DOCUMENT SECTION:
#####

Philadelphia is one of the cities leading the decarceration movement unfolding across the country, having reduced its jail population by close to 50 percent over the past four years. My dissertation focuses on one of the primary jail alternatives utilized by the courts: a combination of community-based nonprofit recovery houses and intensive outpatient treatment centers that provide housing and behavioral health treatment for referred clients. This form of community-based treatment emerged in the 1980s and 1990s from the managed care revolution in healthcare.
The emergence of this treatment structure coincided with the radical austerity measures of the 1980s and the gutting of welfare provisions and public social services. Private nonprofit treatment providers stepped up to care for their communities, using direct fee-for-service Medicaid payments to compensate for the loss of social service funding. Using addiction and mental illness treatment as an umbrella for GED, vocational, physical health, and other types of services, these providers stepped in for the community centers that had lost funding, and compensated for jail overcrowding in the 1990s by accepting court-mandated clients. Today, this network of treatment providers is accepting higher and higher rates of court-mandated clients under the new decarceration imperative. As a result, the system has corporatized and become far less community-based. In my research, I found that clients and counselors alike lamented the loss of the community-based model and the decline of wrap-around services. I found, too, that the provision of these services had become a primary source of jobs for the working and lower-middle classes in Philadelphia. In fact, many directors and counselors working in the field have themselves recovered from substance abuse and/or criminal justice involvement. In short, the privatization of social services and the rise in managed care opened up a critical opportunity for mobility in Philadelphia’s most under-resourced communities, a small window that is now closing due to corporatization and conglomeration.

#####

Extracted records
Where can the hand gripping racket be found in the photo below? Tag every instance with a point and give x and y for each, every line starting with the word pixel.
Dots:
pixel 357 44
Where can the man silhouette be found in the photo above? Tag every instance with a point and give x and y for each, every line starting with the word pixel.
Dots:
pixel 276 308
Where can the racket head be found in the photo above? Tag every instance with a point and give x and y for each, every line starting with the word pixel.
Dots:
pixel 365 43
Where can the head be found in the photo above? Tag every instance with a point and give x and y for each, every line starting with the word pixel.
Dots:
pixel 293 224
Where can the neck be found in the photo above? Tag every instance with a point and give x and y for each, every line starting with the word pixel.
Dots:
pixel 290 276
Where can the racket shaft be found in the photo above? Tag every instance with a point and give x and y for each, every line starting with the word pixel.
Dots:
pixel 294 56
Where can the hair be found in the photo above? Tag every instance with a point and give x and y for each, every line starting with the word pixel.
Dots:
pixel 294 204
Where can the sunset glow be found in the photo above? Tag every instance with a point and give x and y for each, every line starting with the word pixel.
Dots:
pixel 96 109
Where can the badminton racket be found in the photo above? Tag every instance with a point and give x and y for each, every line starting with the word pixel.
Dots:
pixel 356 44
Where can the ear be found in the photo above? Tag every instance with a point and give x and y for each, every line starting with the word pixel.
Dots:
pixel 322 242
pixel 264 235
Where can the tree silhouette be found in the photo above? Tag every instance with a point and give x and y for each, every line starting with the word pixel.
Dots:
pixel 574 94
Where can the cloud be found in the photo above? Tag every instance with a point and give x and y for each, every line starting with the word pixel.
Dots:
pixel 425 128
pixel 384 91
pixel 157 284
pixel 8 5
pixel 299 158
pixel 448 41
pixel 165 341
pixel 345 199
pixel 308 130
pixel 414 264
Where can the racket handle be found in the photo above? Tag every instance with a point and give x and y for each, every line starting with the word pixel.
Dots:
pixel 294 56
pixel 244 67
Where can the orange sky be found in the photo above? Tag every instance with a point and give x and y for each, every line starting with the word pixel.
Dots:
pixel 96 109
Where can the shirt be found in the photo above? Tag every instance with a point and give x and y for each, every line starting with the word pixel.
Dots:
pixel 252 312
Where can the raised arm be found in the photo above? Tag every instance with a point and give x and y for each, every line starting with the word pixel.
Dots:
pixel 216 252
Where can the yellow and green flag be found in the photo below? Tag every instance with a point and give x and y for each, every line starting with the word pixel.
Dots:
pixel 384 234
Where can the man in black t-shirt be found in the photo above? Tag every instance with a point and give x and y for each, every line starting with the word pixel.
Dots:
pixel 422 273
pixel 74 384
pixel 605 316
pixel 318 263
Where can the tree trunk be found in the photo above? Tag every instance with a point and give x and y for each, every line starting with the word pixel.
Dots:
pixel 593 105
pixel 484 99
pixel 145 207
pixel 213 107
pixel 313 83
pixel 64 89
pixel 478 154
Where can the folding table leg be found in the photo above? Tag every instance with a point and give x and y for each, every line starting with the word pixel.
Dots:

#####

Continue the passage on Philadelphia's court-referred treatment providers from the point where it stops. The extracted items have no connection to the text on Philadelphia's community-based treatment providers.

I couple these findings on the implications of the privatization of healthcare and social services with research on the rise in mass incarceration to illuminate key features of the transformation of Philadelphia’s poorest communities since the 1980s. I find that structural exclusion from mobility opportunities endures in Philadelphia’s poorest communities for both small businesses/organizations and individuals. I observe both community-based service providers struggling to stay afloat amidst the corporatization of behavioral health treatment, and their clients struggling to obtain any form of long-term employment. My dissertation highlights the continuities between the mass incarceration and decarceration eras and argues that decarceration cannot solve the underlying issues of unemployment, limited economic mobility, and the consequences of extreme privatization and corporatization of healthcare and social services.